• **What you need to do**
Copy every line of the listing below word for word, leaving out the pictures.

Segmentation labeling listing
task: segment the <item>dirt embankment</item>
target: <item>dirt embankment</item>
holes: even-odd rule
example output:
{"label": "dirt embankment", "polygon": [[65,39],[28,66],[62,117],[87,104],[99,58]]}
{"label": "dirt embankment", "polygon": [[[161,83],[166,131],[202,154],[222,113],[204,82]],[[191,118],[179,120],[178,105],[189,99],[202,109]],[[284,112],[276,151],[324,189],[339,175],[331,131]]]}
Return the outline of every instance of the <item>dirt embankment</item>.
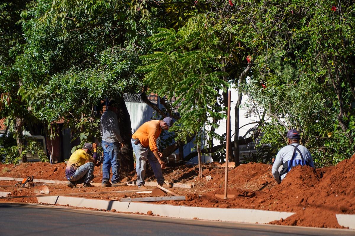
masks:
{"label": "dirt embankment", "polygon": [[[215,197],[215,194],[224,192],[224,170],[213,164],[203,167],[203,177],[198,178],[198,169],[195,166],[176,165],[163,170],[165,179],[170,182],[194,182],[192,189],[173,188],[181,195],[194,196],[187,200],[159,202],[204,207],[248,208],[296,212],[286,219],[271,224],[318,227],[341,228],[337,223],[335,214],[355,214],[355,155],[339,163],[337,166],[313,169],[308,167],[296,167],[293,169],[280,184],[273,180],[271,166],[250,163],[230,169],[228,193],[235,197],[228,200]],[[65,165],[60,163],[25,163],[19,166],[0,165],[0,176],[25,178],[33,175],[38,179],[65,180]],[[101,181],[102,173],[95,168],[94,179]],[[207,180],[206,176],[210,176]],[[136,175],[133,170],[125,175],[124,180],[134,180]],[[146,181],[155,181],[151,170],[148,169]],[[0,181],[0,185],[4,185]],[[116,190],[133,189],[134,186],[119,187]],[[83,195],[85,197],[117,199],[130,196],[148,196],[136,194],[104,194],[109,188],[95,187],[90,191],[97,191],[97,195]],[[18,190],[14,195],[20,195],[29,190]],[[53,186],[55,193],[80,192],[82,189],[72,190],[64,186]],[[1,189],[0,187],[0,191]],[[2,191],[4,191],[2,190]],[[87,190],[88,191],[88,190]],[[196,197],[198,193],[202,196]],[[23,199],[20,198],[19,199]],[[28,200],[23,199],[23,201]]]}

• **Solution to this exercise**
task: segment the <item>dirt embankment</item>
target: <item>dirt embankment</item>
holes: even-odd rule
example output:
{"label": "dirt embankment", "polygon": [[65,39],[28,66],[62,117],[87,104],[99,58]]}
{"label": "dirt embankment", "polygon": [[[161,83],[166,131],[202,154],[222,113],[204,82]],[[191,118],[179,120],[178,105],[189,99],[202,109]],[[284,112],[276,151],[324,189],[339,175],[331,131]]]}
Return the outline of every instance of the <item>dirt embankment</item>.
masks:
{"label": "dirt embankment", "polygon": [[[215,197],[215,194],[224,192],[224,170],[213,164],[203,167],[203,177],[198,178],[198,169],[195,166],[176,165],[163,170],[165,179],[170,182],[194,182],[192,189],[173,188],[181,195],[194,196],[187,200],[159,202],[204,207],[248,208],[296,212],[286,219],[271,224],[318,227],[341,228],[337,223],[335,214],[355,214],[355,155],[339,163],[337,166],[313,169],[308,167],[296,167],[293,169],[280,184],[273,180],[271,166],[250,163],[230,169],[228,193],[235,197],[228,200]],[[65,165],[60,163],[25,163],[19,166],[0,165],[0,176],[25,178],[33,175],[38,179],[65,180]],[[101,181],[102,173],[95,168],[94,179]],[[207,180],[206,176],[210,176]],[[136,175],[133,170],[125,175],[124,180],[134,180]],[[146,181],[155,181],[151,170],[148,169]],[[0,181],[0,185],[4,185]],[[116,190],[133,189],[134,186],[119,187]],[[83,195],[85,197],[117,199],[130,196],[148,196],[136,194],[104,194],[109,188],[95,187],[90,191],[97,191],[97,195]],[[18,190],[14,195],[20,195],[29,190]],[[53,186],[55,193],[80,192],[82,189],[72,190],[64,186]],[[1,189],[0,187],[0,191]],[[2,191],[4,191],[2,190]],[[87,190],[88,191],[88,190]],[[196,197],[198,193],[202,196]],[[23,199],[20,198],[19,199]],[[28,200],[23,199],[23,201]]]}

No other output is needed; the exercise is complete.